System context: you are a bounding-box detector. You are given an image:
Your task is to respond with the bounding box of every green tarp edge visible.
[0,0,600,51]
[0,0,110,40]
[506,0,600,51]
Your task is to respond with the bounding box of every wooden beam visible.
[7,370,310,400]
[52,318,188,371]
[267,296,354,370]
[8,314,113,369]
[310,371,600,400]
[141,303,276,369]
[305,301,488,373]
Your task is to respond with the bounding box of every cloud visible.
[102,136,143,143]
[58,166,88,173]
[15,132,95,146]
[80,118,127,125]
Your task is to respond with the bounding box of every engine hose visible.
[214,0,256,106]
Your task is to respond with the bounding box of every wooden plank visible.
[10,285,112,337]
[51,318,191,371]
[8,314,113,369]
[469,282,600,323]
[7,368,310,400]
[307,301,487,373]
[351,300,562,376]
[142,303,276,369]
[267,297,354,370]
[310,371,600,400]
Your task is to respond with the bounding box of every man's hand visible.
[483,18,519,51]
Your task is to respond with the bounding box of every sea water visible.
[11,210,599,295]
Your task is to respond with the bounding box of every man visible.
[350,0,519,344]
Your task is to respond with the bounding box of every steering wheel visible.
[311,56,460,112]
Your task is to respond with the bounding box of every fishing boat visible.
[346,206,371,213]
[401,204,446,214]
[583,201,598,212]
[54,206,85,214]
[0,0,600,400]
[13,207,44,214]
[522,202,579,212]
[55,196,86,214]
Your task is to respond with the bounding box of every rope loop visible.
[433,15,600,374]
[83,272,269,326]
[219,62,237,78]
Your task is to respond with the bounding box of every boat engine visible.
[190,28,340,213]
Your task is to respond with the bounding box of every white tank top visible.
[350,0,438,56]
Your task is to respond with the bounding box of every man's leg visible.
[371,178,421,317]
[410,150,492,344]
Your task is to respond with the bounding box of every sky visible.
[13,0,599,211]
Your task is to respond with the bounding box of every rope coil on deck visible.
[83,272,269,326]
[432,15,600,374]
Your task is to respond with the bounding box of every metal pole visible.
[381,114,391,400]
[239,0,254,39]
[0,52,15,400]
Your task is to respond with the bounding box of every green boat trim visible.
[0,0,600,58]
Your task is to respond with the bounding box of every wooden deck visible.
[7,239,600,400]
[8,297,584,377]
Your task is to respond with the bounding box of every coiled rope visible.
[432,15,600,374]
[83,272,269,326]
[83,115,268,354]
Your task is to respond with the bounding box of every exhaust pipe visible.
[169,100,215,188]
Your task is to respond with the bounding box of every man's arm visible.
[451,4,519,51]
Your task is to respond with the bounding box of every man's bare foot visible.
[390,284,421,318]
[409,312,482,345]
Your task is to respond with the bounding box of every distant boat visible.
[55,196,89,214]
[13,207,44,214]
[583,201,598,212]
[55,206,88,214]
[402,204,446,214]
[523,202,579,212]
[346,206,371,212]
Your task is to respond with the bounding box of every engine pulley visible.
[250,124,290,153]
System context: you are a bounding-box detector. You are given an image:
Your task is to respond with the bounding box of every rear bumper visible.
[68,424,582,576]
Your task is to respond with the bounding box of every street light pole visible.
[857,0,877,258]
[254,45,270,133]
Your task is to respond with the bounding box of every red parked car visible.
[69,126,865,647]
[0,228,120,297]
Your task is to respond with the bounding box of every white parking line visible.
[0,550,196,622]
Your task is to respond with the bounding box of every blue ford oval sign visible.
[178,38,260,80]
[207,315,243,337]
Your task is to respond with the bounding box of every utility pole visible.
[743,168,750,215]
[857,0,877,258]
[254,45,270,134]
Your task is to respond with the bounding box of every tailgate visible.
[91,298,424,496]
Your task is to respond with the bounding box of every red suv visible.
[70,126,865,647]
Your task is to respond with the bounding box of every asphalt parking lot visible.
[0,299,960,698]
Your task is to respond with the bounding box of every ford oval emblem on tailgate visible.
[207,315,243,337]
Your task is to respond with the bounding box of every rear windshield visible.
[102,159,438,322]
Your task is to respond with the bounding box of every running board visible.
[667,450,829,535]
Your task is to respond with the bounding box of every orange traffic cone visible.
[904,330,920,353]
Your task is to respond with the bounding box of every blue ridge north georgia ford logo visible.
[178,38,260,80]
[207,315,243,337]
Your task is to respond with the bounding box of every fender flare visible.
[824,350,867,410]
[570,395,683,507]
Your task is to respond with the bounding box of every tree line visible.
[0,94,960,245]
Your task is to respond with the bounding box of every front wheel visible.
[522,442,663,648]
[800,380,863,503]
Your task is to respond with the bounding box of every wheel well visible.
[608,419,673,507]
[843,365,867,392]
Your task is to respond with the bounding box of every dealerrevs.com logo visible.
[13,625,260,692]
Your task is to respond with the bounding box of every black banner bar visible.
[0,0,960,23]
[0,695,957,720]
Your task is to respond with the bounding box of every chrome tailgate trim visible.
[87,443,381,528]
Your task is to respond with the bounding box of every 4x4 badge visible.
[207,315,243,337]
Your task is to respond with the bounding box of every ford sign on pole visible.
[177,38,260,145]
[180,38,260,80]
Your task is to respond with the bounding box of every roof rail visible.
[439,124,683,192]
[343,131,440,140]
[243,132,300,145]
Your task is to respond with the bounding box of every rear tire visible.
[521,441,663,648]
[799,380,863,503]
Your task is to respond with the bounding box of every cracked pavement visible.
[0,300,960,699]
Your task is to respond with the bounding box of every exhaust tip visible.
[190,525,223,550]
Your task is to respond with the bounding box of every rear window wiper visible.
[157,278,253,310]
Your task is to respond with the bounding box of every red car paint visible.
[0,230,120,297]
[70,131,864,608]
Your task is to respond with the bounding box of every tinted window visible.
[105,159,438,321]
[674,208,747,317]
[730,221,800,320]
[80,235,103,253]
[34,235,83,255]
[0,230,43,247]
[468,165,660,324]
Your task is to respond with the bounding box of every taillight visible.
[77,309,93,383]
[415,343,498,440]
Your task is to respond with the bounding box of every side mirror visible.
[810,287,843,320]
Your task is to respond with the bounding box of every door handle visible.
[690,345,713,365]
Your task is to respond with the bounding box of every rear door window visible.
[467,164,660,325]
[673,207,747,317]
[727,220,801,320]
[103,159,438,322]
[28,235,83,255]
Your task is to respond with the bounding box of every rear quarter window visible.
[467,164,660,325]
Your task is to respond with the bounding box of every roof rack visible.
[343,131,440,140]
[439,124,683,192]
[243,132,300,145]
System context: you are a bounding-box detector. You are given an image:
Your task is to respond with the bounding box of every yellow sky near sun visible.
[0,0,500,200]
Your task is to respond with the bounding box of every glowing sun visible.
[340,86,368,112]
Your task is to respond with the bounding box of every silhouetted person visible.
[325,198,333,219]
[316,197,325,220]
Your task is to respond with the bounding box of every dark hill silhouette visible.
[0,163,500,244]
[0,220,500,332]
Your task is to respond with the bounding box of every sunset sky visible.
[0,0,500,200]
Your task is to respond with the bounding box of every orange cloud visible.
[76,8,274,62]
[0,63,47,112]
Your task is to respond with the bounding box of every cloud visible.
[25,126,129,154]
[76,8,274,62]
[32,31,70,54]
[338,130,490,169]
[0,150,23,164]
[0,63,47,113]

◆ ◆ ◆ ◆ ◆

▸ **Written task**: Convert all the records above into a JSON list of strings, with one string for each line and blank lines left out.

▸ **Result for this exercise**:
[
  "System context: you are a bounding-box detector. You are given an image:",
  "Your task is to respond with the bounding box of every green tarp edge visible.",
  "[0,0,600,51]",
  "[0,0,110,40]",
  "[506,0,600,51]",
  "Your task is to respond with the bounding box of every wooden beam visible.",
  "[7,370,310,400]",
  "[52,318,188,371]",
  "[267,296,354,370]",
  "[8,314,113,369]",
  "[310,371,600,400]",
  "[141,303,276,369]",
  "[305,301,488,373]",
  "Your task is to respond with the bounding box of every cloud visible.",
  "[102,136,143,143]",
  "[58,166,88,173]",
  "[15,132,95,146]",
  "[80,118,127,125]",
  "Your task is to respond with the bounding box of every engine hose visible.",
  "[214,0,256,106]",
  "Your task is to respond with the bounding box of every wooden plank visible.",
  "[10,285,112,337]",
  "[51,318,191,371]",
  "[8,314,113,369]",
  "[469,282,600,323]",
  "[7,368,310,400]",
  "[307,301,487,373]",
  "[351,300,562,376]",
  "[142,303,276,369]",
  "[267,297,354,370]",
  "[310,371,600,400]",
  "Your task is to respond with the bounding box of every man's hand visible.",
  "[483,18,519,51]",
  "Your task is to respond with the bounding box of every sea water visible.",
  "[11,210,599,295]",
  "Your task is to respond with the bounding box of every man visible.",
  "[350,0,519,344]",
  "Your task is to respond with the bounding box of every steering wheel visible.",
  "[311,56,460,112]",
  "Your task is to respond with the bounding box of every fishing boat visible.",
  "[346,206,371,213]",
  "[401,204,446,214]",
  "[583,201,598,212]",
  "[54,206,85,214]",
  "[0,0,600,400]",
  "[13,207,44,214]",
  "[522,202,579,212]",
  "[55,196,86,214]",
  "Your task is to respond with the bounding box of every rope loop visible.",
  "[433,15,600,374]",
  "[83,272,269,326]",
  "[219,62,237,78]",
  "Your task is to respond with the bounding box of every boat engine visible.",
  "[190,28,340,213]",
  "Your task is to respond with the bounding box of every white tank top visible.",
  "[350,0,438,56]",
  "Your task is to respond with the bounding box of every man's leg visible.",
  "[371,178,421,317]",
  "[410,150,492,344]",
  "Your task is to respond with the bounding box of every sky visible.",
  "[13,0,599,211]",
  "Your task is to respond with the bounding box of every rope coil on deck visible.",
  "[83,272,269,326]",
  "[432,15,600,374]",
  "Your task is to respond with the bounding box of every metal pole visible.",
  "[381,114,391,400]",
  "[239,0,254,39]",
  "[0,52,15,400]",
  "Your task is to respond with the bounding box of every green boat trim visible.",
  "[0,0,600,58]",
  "Your task is to respond with the bounding box of every wooden deck visible.",
  "[7,239,600,400]",
  "[8,297,584,377]",
  "Your task is to respond with the bounding box of every coiled rope visible.",
  "[432,15,600,374]",
  "[83,272,269,326]",
  "[83,115,268,354]",
  "Your task is to respond with the bounding box of every exhaust pipe visible.",
  "[169,100,215,188]",
  "Your task is to respond with the bounding box of every man's arm visible.",
  "[451,4,519,51]",
  "Your task is to respond with the bounding box of every man's bare foot visible.",
  "[390,284,421,318]",
  "[409,312,482,345]",
  "Your task is to respond with the bounding box of every distant boat visible.",
  "[55,196,89,214]",
  "[13,207,44,214]",
  "[583,201,598,212]",
  "[55,206,88,214]",
  "[402,204,446,214]",
  "[523,202,579,212]",
  "[346,206,371,212]",
  "Your task is to respond with the bounding box of every engine pulley visible.",
  "[250,124,290,153]",
  "System context: you are a bounding-box detector. You are given an image:",
  "Your task is to respond with the bounding box of every rear bumper visible.",
  "[68,424,582,576]",
  "Your task is to respond with the bounding box of every street light pole visible.",
  "[857,0,877,258]",
  "[254,45,270,133]",
  "Your task is to respond with the bounding box of every red parked car visible.",
  "[69,126,865,647]",
  "[0,228,120,297]",
  "Your task is to respond with the bounding box of every white parking line visible.",
  "[0,550,196,622]",
  "Your task is to respond with the bounding box of every blue ford oval sign visible.",
  "[178,38,260,80]",
  "[207,315,243,337]",
  "Your task is to respond with the bounding box of every utility pole visible.",
  "[743,168,750,215]",
  "[857,0,877,258]",
  "[254,45,270,134]",
  "Your task is to respond with the bounding box of every tailgate visible.",
  "[91,298,424,496]",
  "Your task is to respond with the bounding box of every red suv visible.",
  "[70,126,865,647]",
  "Your task is to respond with the bounding box of every asphalt parking lot visible.",
  "[0,299,960,698]",
  "Your task is to respond with the bounding box of every ford oval emblem on tailgate visible.",
  "[207,315,243,337]",
  "Your task is to respond with the bounding box of every rear windshield visible.",
  "[102,159,438,322]",
  "Your task is to respond with the bounding box of every running board visible.",
  "[667,450,829,535]",
  "Your task is to respond with the bounding box of every orange traffic cone visible.",
  "[904,330,920,353]",
  "Your task is to respond with the bounding box of every blue ridge north georgia ford logo visible.",
  "[178,38,260,80]",
  "[207,315,243,337]",
  "Your task is to respond with the bounding box of every fender flare visible.",
  "[824,350,867,410]",
  "[570,395,683,507]",
  "Your task is to respond with the bounding box of every tree line visible.",
  "[0,94,960,245]",
  "Your task is to respond with the bounding box of every front wheel visible.",
  "[522,442,663,648]",
  "[800,380,863,503]",
  "Your task is to respond with the bounding box of every wheel well visible.",
  "[608,419,673,507]",
  "[843,365,867,392]",
  "Your task is to respond with the bounding box of every dealerrevs.com logo visible.",
  "[13,625,260,692]",
  "Your task is to respond with the bounding box of every black banner bar visible.",
  "[0,0,960,23]",
  "[0,695,957,720]",
  "Your task is to respond with the bounding box of every chrome tailgate trim visible.",
  "[87,443,381,528]",
  "Your task is to respond with the bounding box of every 4x4 badge visible.",
  "[207,315,243,337]",
  "Your task is to respond with the bounding box of every ford sign on pole visible.",
  "[177,38,260,145]",
  "[180,38,260,80]",
  "Your task is to respond with the bounding box of every roof rail visible.",
  "[439,124,683,192]",
  "[343,131,440,140]",
  "[243,132,300,145]",
  "Your task is to respond with the bounding box of every rear tire visible.",
  "[521,441,663,648]",
  "[799,380,863,503]",
  "Your task is to respond with the bounding box of every cracked pavement visible.",
  "[0,300,960,699]",
  "Your task is to respond with the bounding box of every exhaust tip visible.",
  "[190,525,223,550]",
  "Your task is to respond with the bounding box of every rear window wiper visible.",
  "[157,278,253,310]",
  "Your task is to respond with the bounding box of every red car paint visible.",
  "[0,230,120,297]",
  "[70,131,864,608]",
  "Your task is to respond with the bounding box of every tinted window visible.",
  "[105,159,438,321]",
  "[674,208,747,317]",
  "[730,221,800,320]",
  "[80,235,103,253]",
  "[34,235,83,255]",
  "[0,230,43,247]",
  "[468,165,660,324]",
  "Your task is to respond with the bounding box of every taillight visible.",
  "[77,309,93,383]",
  "[415,343,498,440]",
  "Your task is to respond with the bounding box of every side mirror visible.",
  "[810,287,843,320]",
  "Your task is to respond with the bounding box of every door handle visible.",
  "[690,345,713,365]",
  "Your task is to respond with the bounding box of every rear door window visible.",
  "[467,164,660,325]",
  "[673,207,747,317]",
  "[727,220,801,320]",
  "[103,159,438,322]",
  "[28,235,83,255]",
  "Your task is to respond with the bounding box of every rear quarter window visible.",
  "[467,164,660,325]",
  "Your task is to respond with the bounding box of every roof rack visible.",
  "[343,131,440,140]",
  "[439,124,683,192]",
  "[243,132,300,145]",
  "System context: you are a bounding-box detector. You are given an image:",
  "Your task is to respond with the bounding box of every yellow sky near sun visible.",
  "[0,0,500,200]",
  "Your task is to respond with the bounding box of every glowing sun visible.",
  "[340,86,368,112]",
  "Your task is to respond with the bounding box of every silhouetted person visible.",
  "[325,198,333,219]",
  "[316,197,325,220]",
  "Your task is to respond with the bounding box of every dark hill silhouette visible.",
  "[0,163,500,244]",
  "[0,220,500,332]",
  "Your task is to respond with the bounding box of every sunset sky visible.",
  "[0,0,500,200]",
  "Your task is to respond with the bounding box of every orange cloud visible.",
  "[76,8,274,62]",
  "[0,63,47,112]",
  "Your task is to respond with the bounding box of every cloud visible.",
  "[25,126,129,154]",
  "[76,8,274,62]",
  "[32,31,70,54]",
  "[338,130,490,169]",
  "[0,150,23,164]",
  "[0,63,47,113]"
]